──────── RECORDS SHOWN ────────

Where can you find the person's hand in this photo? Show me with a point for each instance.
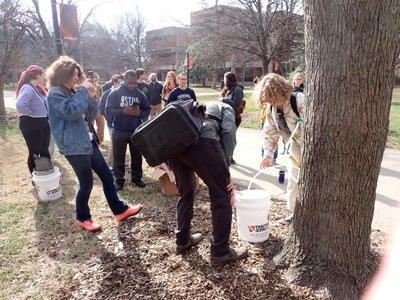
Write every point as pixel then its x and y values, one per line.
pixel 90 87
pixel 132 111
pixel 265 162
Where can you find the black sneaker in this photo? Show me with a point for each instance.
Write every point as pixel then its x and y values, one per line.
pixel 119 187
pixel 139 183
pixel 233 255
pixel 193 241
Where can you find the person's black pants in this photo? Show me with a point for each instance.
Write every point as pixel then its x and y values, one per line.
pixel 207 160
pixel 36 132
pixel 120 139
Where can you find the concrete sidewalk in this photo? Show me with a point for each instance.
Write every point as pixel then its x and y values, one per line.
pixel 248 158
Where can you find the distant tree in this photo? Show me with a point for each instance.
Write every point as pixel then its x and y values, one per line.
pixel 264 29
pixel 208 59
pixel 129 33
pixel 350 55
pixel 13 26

────────
──────── RECORDS SHOWN ────────

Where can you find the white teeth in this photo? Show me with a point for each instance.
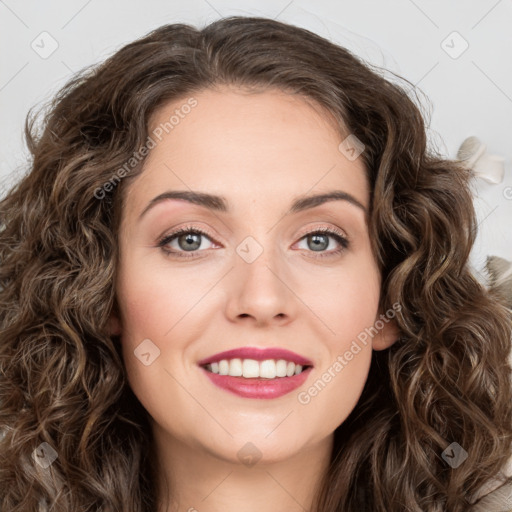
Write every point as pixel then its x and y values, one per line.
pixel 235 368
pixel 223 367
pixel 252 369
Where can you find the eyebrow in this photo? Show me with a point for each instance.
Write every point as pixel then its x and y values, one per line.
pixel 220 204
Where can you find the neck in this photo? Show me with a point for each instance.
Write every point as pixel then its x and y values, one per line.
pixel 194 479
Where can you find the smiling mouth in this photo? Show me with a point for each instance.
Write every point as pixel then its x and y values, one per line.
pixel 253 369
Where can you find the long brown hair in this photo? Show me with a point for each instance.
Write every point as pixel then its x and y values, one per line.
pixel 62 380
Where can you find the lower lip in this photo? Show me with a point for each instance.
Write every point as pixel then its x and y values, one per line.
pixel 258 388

────────
──────── RECORDS SHOWN ────────

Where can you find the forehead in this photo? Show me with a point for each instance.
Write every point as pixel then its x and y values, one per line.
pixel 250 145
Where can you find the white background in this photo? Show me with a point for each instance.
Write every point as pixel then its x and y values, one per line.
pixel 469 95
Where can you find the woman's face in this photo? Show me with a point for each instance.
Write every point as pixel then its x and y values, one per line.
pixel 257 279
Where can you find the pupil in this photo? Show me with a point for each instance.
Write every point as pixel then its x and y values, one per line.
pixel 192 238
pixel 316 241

────────

**TASK:** Please show each line of the records above that contains the word "person".

**THE RESPONSE:**
Where can you find the person's hand in this photo? Show me with a point for each instance.
Where can you find the person's black pants in this photo? Show me with a point for each instance.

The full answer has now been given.